Task goal:
From the first entry to the last, transcribe everything exactly.

The input:
>>

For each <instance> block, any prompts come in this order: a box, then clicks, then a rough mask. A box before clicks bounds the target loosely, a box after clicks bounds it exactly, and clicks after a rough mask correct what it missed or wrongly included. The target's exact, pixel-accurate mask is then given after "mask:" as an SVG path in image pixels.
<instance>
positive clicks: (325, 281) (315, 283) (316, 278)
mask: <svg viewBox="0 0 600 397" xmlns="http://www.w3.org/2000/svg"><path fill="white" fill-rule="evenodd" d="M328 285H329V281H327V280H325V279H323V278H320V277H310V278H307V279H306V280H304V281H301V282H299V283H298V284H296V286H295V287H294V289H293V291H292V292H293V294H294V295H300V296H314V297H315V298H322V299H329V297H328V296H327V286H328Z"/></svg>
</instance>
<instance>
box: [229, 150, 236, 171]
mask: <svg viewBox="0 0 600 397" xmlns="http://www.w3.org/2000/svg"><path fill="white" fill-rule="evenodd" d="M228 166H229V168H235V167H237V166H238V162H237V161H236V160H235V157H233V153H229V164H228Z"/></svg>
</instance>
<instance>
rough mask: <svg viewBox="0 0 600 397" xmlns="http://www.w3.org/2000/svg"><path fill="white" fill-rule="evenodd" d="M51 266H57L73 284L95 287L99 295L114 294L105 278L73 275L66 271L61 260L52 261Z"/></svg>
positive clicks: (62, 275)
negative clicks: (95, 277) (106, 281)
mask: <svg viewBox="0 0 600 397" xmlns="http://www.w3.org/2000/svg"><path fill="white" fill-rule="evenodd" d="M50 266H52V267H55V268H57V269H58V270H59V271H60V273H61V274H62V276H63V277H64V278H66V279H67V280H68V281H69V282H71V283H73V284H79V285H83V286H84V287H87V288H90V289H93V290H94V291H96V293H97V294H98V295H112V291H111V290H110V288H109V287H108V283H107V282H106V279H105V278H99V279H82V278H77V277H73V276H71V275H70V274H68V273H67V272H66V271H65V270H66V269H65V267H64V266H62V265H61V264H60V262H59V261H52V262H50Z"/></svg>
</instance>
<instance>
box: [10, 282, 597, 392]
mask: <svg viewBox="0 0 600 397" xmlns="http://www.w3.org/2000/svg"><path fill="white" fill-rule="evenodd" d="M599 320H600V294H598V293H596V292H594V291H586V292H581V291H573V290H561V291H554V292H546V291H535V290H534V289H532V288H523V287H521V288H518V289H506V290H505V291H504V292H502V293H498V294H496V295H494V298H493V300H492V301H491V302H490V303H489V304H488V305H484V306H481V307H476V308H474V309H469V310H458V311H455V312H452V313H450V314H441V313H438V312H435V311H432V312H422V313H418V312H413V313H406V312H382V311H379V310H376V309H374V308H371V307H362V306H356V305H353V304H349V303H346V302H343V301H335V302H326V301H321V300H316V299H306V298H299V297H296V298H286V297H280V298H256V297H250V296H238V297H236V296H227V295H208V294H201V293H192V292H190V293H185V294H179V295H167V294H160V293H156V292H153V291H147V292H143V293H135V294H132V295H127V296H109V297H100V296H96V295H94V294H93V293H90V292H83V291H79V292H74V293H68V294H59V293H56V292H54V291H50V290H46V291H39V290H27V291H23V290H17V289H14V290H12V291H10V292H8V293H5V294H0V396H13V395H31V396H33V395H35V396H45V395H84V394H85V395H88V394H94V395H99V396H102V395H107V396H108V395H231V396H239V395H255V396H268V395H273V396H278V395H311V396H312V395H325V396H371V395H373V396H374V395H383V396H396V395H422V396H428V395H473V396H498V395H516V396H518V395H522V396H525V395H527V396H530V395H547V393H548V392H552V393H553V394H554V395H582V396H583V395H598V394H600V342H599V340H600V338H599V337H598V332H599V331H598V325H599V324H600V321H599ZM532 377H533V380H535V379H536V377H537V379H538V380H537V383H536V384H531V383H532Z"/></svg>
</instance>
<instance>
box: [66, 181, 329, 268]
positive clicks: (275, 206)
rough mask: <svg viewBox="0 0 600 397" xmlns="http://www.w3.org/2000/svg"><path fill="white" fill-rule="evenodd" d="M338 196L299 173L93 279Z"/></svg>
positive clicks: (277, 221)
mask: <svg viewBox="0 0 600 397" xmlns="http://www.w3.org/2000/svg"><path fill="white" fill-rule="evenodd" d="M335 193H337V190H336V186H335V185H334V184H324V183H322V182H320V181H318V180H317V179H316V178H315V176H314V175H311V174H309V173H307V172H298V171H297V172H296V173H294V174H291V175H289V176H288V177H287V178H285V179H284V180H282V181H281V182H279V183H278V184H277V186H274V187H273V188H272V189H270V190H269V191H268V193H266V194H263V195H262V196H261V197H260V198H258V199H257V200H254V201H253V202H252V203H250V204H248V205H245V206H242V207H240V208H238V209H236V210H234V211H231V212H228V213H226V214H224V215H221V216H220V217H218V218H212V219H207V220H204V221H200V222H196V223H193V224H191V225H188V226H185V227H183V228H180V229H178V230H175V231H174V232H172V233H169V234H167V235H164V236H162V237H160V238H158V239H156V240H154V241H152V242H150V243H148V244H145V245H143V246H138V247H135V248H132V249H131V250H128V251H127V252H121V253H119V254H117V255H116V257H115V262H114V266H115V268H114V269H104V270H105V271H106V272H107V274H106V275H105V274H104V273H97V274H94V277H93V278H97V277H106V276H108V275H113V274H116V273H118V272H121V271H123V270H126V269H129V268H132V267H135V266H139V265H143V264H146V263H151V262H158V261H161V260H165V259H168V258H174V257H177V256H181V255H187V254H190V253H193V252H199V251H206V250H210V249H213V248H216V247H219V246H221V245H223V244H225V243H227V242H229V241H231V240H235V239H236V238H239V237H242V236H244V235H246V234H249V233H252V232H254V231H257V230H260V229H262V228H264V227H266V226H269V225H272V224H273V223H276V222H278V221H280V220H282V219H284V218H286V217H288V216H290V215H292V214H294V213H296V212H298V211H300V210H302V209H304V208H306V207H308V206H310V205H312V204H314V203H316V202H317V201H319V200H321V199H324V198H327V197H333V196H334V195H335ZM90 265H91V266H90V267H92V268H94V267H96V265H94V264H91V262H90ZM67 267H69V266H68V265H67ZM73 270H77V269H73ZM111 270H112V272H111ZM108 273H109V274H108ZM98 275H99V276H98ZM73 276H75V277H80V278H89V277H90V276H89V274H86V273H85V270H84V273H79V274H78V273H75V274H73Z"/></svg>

<<

Task output:
For each <instance> block, any prompts come in this order: a box, then clicks, then a rough mask. A box before clicks bounds the target loosely, a box after clicks bounds it exactly, and clicks after a rough mask correct what it missed or wrongly included. The target's exact, pixel-accurate mask is then given after "mask:" as an SVG path in image pixels.
<instance>
positive clicks: (325, 281) (315, 283) (316, 278)
mask: <svg viewBox="0 0 600 397" xmlns="http://www.w3.org/2000/svg"><path fill="white" fill-rule="evenodd" d="M328 285H329V281H327V280H325V279H323V278H320V277H310V278H307V279H306V280H304V281H301V282H299V283H298V284H296V286H295V287H294V289H293V291H292V292H293V294H294V295H300V296H314V297H315V298H322V299H329V297H328V296H327V286H328Z"/></svg>
</instance>
<instance>
box: [229, 150, 236, 171]
mask: <svg viewBox="0 0 600 397" xmlns="http://www.w3.org/2000/svg"><path fill="white" fill-rule="evenodd" d="M228 166H229V168H235V167H237V166H238V162H237V161H236V160H235V157H233V153H229V164H228Z"/></svg>
</instance>
<instance>
rough mask: <svg viewBox="0 0 600 397" xmlns="http://www.w3.org/2000/svg"><path fill="white" fill-rule="evenodd" d="M51 266H57L73 284L95 287L99 295L114 294L105 278L73 275L66 271L61 260L52 261Z"/></svg>
positive clicks: (62, 275)
negative clicks: (95, 277) (106, 281)
mask: <svg viewBox="0 0 600 397" xmlns="http://www.w3.org/2000/svg"><path fill="white" fill-rule="evenodd" d="M50 266H52V267H55V268H57V269H58V270H59V271H60V273H61V274H62V276H63V277H64V278H66V279H67V280H68V281H69V282H71V283H73V284H79V285H83V286H84V287H87V288H90V289H93V290H94V291H96V293H97V294H98V295H112V291H111V290H110V288H109V287H108V283H107V282H106V279H105V278H99V279H82V278H77V277H73V276H71V275H70V274H68V273H67V272H66V271H65V270H66V269H65V267H64V266H62V265H61V264H60V262H59V261H52V262H50Z"/></svg>
</instance>
<instance>
box: [10, 282, 597, 392]
mask: <svg viewBox="0 0 600 397" xmlns="http://www.w3.org/2000/svg"><path fill="white" fill-rule="evenodd" d="M599 320H600V294H598V293H596V292H594V291H586V292H581V291H573V290H561V291H554V292H546V291H535V290H534V289H532V288H523V287H521V288H518V289H506V290H505V291H504V292H502V293H498V294H496V295H494V298H493V300H492V301H491V302H490V303H489V304H488V305H484V306H481V307H476V308H474V309H469V310H458V311H455V312H452V313H450V314H441V313H438V312H435V311H432V312H422V313H418V312H413V313H406V312H382V311H379V310H376V309H374V308H371V307H362V306H356V305H353V304H349V303H346V302H343V301H335V302H326V301H321V300H316V299H306V298H299V297H296V298H286V297H280V298H256V297H250V296H238V297H236V296H227V295H208V294H201V293H192V292H190V293H185V294H179V295H167V294H160V293H156V292H153V291H147V292H143V293H135V294H132V295H127V296H109V297H100V296H96V295H94V294H93V293H90V292H83V291H79V292H74V293H68V294H59V293H56V292H54V291H50V290H46V291H39V290H27V291H23V290H17V289H14V290H12V291H10V292H8V293H5V294H0V396H13V395H31V396H33V395H35V396H45V395H84V394H85V395H88V394H94V395H99V396H102V395H107V396H108V395H231V396H239V395H255V396H268V395H273V396H278V395H311V396H312V395H325V396H371V395H373V396H374V395H383V396H396V395H422V396H428V395H473V396H498V395H516V396H518V395H522V396H525V395H527V396H530V395H547V393H548V392H552V393H553V394H554V395H582V396H583V395H598V394H600V342H599V340H600V338H599V337H598V332H599V331H598V325H599V324H600V321H599ZM532 377H533V380H535V379H536V377H537V379H538V380H537V383H536V384H531V383H532Z"/></svg>
</instance>
<instance>
box: [66, 181, 329, 268]
positive clicks: (275, 206)
rough mask: <svg viewBox="0 0 600 397" xmlns="http://www.w3.org/2000/svg"><path fill="white" fill-rule="evenodd" d="M338 196L299 173L93 279Z"/></svg>
positive clicks: (277, 221)
mask: <svg viewBox="0 0 600 397" xmlns="http://www.w3.org/2000/svg"><path fill="white" fill-rule="evenodd" d="M335 193H337V190H336V186H335V185H334V184H324V183H322V182H320V181H318V180H317V179H316V178H315V176H314V175H311V174H309V173H307V172H298V171H297V172H296V173H294V174H291V175H289V176H288V177H287V178H285V179H284V180H282V181H281V182H279V183H278V184H277V186H274V187H273V188H272V189H270V190H269V191H268V193H266V194H263V195H262V196H261V197H260V198H258V199H257V200H254V201H253V202H252V203H250V204H248V205H245V206H242V207H240V208H238V209H236V210H234V211H231V212H228V213H226V214H224V215H221V216H220V217H218V218H212V219H207V220H204V221H200V222H196V223H193V224H191V225H188V226H185V227H183V228H180V229H178V230H175V231H174V232H172V233H169V234H167V235H164V236H162V237H160V238H158V239H156V240H154V241H152V242H150V243H148V244H145V245H143V246H138V247H135V248H132V249H131V250H128V251H127V252H121V253H119V254H117V255H116V257H115V262H114V266H115V268H114V269H104V270H105V271H106V272H107V274H106V275H105V274H104V273H97V274H94V277H93V278H97V277H106V276H108V275H113V274H116V273H118V272H121V271H123V270H126V269H129V268H132V267H135V266H139V265H143V264H146V263H151V262H158V261H161V260H165V259H168V258H174V257H177V256H181V255H187V254H190V253H193V252H199V251H206V250H210V249H213V248H216V247H219V246H221V245H223V244H225V243H227V242H229V241H231V240H235V239H236V238H239V237H242V236H244V235H246V234H249V233H252V232H254V231H257V230H260V229H262V228H264V227H266V226H269V225H272V224H273V223H276V222H278V221H280V220H282V219H284V218H286V217H288V216H290V215H292V214H294V213H296V212H298V211H300V210H302V209H304V208H306V207H308V206H310V205H312V204H314V203H316V202H317V201H319V200H321V199H324V198H327V197H333V196H334V195H335ZM90 265H91V266H90V267H92V268H94V267H96V265H94V264H91V262H90ZM67 267H69V266H68V265H67ZM73 270H77V269H73ZM111 270H112V272H111ZM108 273H109V274H108ZM98 275H99V276H98ZM73 276H75V277H80V278H89V277H90V276H89V274H86V273H85V270H84V273H79V274H78V273H75V274H73Z"/></svg>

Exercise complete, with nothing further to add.